> [WHAT IS BEING ASKED] Print the records below exactly as they appear.

################

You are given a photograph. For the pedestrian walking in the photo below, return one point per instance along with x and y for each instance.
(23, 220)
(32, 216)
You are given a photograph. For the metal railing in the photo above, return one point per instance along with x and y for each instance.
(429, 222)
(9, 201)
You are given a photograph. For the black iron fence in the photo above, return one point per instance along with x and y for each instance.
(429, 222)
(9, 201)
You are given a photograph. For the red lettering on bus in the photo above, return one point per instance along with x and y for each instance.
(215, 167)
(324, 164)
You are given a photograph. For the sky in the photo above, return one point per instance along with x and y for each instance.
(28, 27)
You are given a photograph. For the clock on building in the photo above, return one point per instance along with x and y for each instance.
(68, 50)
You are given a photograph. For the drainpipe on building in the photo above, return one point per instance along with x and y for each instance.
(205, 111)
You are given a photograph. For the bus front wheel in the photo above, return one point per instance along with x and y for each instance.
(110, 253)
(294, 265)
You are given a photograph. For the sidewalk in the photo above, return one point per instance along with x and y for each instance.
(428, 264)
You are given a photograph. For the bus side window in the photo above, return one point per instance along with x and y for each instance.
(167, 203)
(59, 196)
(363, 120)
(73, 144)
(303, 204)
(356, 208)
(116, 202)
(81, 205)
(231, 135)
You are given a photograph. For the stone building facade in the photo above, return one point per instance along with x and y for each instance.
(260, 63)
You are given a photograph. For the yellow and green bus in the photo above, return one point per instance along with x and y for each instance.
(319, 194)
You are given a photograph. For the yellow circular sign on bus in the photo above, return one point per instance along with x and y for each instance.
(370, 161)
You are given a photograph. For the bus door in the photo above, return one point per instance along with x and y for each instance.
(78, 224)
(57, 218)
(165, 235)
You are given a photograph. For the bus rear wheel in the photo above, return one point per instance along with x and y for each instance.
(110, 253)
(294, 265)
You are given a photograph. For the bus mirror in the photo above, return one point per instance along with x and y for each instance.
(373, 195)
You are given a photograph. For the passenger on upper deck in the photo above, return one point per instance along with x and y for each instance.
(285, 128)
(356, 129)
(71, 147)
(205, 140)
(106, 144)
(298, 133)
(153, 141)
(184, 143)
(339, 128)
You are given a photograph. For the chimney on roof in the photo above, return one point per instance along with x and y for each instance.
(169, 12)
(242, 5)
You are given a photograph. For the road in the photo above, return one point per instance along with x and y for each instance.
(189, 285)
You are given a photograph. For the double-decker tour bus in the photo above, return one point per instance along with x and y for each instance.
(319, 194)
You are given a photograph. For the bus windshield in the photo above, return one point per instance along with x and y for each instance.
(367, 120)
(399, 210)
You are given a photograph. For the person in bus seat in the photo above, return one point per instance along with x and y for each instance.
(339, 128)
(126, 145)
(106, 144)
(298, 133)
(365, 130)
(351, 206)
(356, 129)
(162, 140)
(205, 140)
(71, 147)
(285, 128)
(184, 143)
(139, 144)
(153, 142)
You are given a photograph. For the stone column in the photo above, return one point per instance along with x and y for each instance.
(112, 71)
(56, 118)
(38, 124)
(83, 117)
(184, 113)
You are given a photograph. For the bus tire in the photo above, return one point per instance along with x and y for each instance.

################

> [RESPONSE TO THIS EXERCISE]
You are given a photograph. For the pedestrian walking in the photo below, return one point per instance along with x and y for each instance.
(23, 220)
(32, 216)
You are given a photograph. For the metal railing in the photo above, return one point per instance along with x and y for each instance.
(429, 222)
(9, 201)
You are given a photograph. For the black iron fence in the photo above, return one point per instance along with x and y for each instance.
(429, 222)
(9, 201)
You are given a photograph. For the red lettering on bus in the photo above, return one point per instance along with x and y for each instance.
(215, 167)
(324, 164)
You are given a photograph. For the sky in the photo above, return one point per instance along with x and y for each instance.
(28, 27)
You are given a photograph. For the clock on building in the photo above, return one point per instance along with x and y for each instance.
(68, 50)
You are given a photograph. For the drainpipe on building in the photo above, return one point per instance along with x and y for each instance.
(205, 111)
You are given a photograph. For the bus front wheel in the photo above, return one point per instance along with x and y for each instance.
(110, 253)
(294, 265)
You are given a photograph. For the sidewalk in the photo above, return one point per instance along with x and y for each instance.
(428, 264)
You are given a photograph. For the bus side window in the photo above, return one point per instance along with x and y for each instance.
(167, 203)
(59, 196)
(363, 120)
(73, 144)
(303, 204)
(356, 208)
(116, 202)
(81, 205)
(231, 135)
You are given a photograph. For the stone building facade in the photo above, return one point per instance along with x and y for each instance.
(260, 63)
You are given a photograph. For the yellow and green bus in the photo above, return one point per instance along with x and y for each instance.
(319, 194)
You are given a photograph. For the yellow circular sign on bus in the photo above, return one point per instance along with x and y for each instance.
(370, 161)
You are given a photograph. For the bus door in the photo above, return one point per instance along with x and y for each instance.
(78, 224)
(57, 218)
(165, 235)
You are given a photograph. For the bus rear wheel in the photo above, return one point per instance along with x and y for each instance.
(110, 253)
(294, 265)
You are given a photograph. For the bus mirror in the photo above, return one point per instance along with x and y for each instance.
(373, 195)
You are given a photograph. For the passenger on upper deck in the photo above, return one point per instance along with x and y for each instance.
(285, 128)
(356, 129)
(71, 147)
(205, 140)
(106, 144)
(298, 133)
(153, 141)
(184, 143)
(339, 128)
You are given a photograph. For the chimney on roof in the photo above, return one point per instance along with x and y for each instance.
(169, 12)
(242, 5)
You are given a photograph. For the road in the photo above, return one point per instance along with x and y for each instance.
(189, 285)
You are given a photograph. For the double-decker tour bus in the photo above, return one point per instance along with x and y for each instance.
(319, 194)
You are given a photograph. For the bus windshield in the photo above, return one point per instance along with x and y for each instance.
(367, 120)
(399, 210)
You are given a photograph. For the person in bus seat in the photo above, return one point per instance along with x and y for each instance.
(339, 128)
(126, 145)
(106, 144)
(298, 133)
(365, 130)
(351, 206)
(356, 129)
(162, 140)
(205, 140)
(71, 147)
(285, 128)
(184, 143)
(139, 144)
(153, 142)
You are given a photograph. For the stone column in the photo above, return one point per instance along with x and y for each instance.
(112, 71)
(56, 118)
(38, 124)
(83, 117)
(184, 113)
You are given a photograph. For the bus tire in the photo above, return one point per instance along with x and y for each instance.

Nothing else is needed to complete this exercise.